* WHAT IS EXPECTED *
Once you find the line with "Query: white car", copy it and every line after it through the end of the entries below, exactly as written.

BEGIN MATERIAL SHOWN

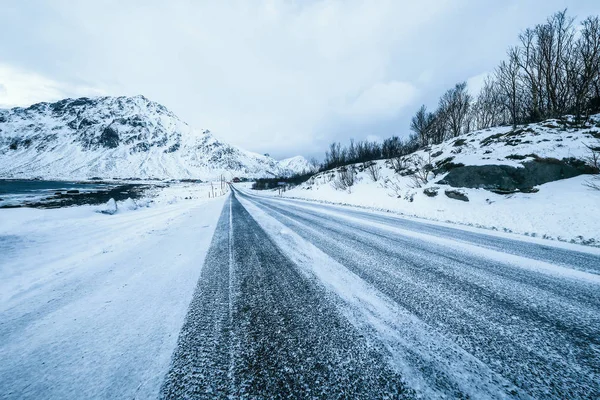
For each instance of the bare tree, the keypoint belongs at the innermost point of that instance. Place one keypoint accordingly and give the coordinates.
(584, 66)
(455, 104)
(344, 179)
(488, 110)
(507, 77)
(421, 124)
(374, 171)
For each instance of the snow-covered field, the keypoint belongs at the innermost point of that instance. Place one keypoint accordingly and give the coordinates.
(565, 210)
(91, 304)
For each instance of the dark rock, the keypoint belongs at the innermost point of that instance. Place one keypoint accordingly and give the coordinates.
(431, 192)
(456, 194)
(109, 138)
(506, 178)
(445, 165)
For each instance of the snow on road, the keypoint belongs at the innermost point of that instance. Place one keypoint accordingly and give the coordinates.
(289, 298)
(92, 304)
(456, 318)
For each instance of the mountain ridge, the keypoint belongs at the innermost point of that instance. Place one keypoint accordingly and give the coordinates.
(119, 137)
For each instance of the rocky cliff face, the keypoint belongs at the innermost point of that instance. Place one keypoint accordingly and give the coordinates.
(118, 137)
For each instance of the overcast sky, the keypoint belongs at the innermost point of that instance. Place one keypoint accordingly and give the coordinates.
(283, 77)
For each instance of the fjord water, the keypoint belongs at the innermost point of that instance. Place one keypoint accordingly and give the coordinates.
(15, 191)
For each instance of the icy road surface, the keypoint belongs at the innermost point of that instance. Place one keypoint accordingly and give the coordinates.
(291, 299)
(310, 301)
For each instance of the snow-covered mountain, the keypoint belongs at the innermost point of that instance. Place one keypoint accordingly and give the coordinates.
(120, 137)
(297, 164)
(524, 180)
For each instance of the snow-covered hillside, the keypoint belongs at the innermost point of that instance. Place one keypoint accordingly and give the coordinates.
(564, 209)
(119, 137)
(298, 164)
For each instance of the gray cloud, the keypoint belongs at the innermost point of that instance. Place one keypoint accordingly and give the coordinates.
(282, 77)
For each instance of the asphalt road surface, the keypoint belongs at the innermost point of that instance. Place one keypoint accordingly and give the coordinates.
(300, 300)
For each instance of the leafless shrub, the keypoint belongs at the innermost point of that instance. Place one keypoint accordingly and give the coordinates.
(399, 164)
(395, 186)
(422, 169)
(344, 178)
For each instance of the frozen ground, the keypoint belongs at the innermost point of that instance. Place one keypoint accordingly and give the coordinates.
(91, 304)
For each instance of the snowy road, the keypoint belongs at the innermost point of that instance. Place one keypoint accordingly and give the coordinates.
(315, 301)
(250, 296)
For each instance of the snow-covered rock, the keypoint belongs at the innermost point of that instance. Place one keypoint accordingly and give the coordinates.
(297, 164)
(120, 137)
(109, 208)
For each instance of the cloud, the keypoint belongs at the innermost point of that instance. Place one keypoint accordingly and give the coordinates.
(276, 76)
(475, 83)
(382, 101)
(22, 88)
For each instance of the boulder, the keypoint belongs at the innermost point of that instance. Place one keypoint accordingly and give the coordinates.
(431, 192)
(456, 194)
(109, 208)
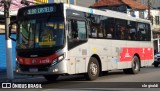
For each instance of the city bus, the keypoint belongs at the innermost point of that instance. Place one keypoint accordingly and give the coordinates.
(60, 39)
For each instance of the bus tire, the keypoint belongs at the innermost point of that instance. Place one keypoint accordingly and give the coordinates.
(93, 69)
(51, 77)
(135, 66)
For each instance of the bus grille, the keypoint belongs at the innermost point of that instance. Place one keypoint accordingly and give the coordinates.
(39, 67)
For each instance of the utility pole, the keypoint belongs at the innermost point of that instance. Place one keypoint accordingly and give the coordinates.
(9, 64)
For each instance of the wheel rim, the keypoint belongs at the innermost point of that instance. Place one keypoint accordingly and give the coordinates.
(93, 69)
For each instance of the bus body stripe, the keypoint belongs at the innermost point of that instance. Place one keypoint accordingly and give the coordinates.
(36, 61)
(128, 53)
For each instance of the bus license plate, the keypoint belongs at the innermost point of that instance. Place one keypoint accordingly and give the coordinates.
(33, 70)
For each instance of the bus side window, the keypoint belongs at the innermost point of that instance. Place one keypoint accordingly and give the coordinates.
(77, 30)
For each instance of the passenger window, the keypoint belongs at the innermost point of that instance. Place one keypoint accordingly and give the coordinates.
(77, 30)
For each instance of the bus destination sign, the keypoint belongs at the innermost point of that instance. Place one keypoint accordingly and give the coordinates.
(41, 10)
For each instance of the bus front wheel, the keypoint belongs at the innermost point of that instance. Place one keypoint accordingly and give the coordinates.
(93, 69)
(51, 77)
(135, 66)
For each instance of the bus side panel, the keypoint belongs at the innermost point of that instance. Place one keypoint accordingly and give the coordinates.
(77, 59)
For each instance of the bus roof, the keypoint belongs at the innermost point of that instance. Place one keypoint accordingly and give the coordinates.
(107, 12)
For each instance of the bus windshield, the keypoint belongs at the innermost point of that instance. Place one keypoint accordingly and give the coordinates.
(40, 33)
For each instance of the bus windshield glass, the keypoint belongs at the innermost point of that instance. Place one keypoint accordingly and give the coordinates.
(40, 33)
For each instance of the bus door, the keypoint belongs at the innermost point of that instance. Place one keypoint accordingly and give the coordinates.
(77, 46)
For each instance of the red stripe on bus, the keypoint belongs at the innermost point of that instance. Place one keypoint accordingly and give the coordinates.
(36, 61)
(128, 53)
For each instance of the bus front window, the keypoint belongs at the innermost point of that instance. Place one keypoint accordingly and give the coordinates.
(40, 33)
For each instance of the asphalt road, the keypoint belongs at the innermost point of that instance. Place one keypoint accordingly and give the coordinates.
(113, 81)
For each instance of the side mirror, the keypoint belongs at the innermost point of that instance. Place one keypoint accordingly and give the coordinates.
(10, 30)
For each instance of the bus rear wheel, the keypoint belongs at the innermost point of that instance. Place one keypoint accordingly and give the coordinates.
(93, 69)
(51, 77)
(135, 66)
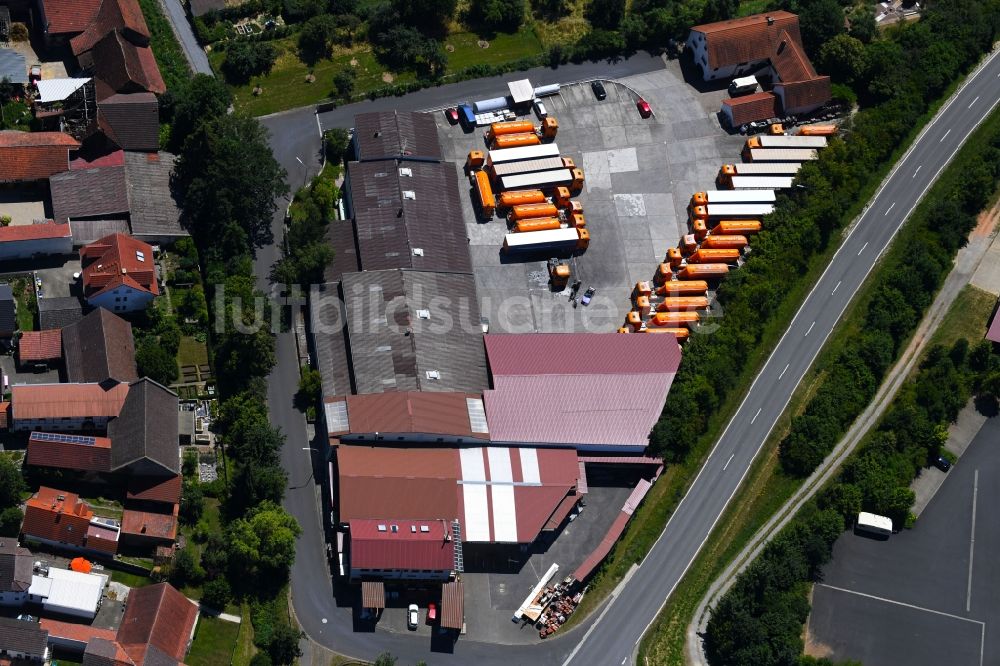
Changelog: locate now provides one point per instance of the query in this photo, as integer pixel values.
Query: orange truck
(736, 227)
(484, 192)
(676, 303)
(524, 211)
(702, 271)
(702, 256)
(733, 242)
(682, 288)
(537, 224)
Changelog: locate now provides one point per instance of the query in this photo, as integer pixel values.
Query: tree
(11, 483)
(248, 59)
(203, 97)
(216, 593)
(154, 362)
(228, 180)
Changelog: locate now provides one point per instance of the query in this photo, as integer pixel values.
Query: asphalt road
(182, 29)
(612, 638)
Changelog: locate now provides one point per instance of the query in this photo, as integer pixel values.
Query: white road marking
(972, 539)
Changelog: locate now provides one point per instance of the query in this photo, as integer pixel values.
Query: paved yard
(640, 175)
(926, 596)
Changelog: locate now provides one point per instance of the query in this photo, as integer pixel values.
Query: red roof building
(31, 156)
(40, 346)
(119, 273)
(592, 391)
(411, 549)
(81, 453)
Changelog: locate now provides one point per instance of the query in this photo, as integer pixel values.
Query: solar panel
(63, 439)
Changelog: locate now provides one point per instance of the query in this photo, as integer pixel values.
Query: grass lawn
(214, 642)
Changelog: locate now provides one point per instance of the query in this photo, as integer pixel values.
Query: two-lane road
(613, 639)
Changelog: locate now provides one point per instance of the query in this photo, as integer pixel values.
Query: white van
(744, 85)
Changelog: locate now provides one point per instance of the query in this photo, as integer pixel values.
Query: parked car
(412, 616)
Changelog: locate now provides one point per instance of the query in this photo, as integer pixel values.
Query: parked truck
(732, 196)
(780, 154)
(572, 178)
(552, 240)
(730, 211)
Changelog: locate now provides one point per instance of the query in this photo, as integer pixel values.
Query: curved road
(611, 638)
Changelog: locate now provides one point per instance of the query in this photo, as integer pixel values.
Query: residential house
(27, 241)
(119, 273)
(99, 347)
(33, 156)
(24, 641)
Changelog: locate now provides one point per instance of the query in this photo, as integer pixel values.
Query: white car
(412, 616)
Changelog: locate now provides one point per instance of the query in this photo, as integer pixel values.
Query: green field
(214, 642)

END MATERIAL SHOWN

* ANSWER TO THIS EXERCISE *
Query: white car
(412, 616)
Changelog: locate now provides one point per instance of the query in this photo, as integer pixel values.
Query: green field
(214, 642)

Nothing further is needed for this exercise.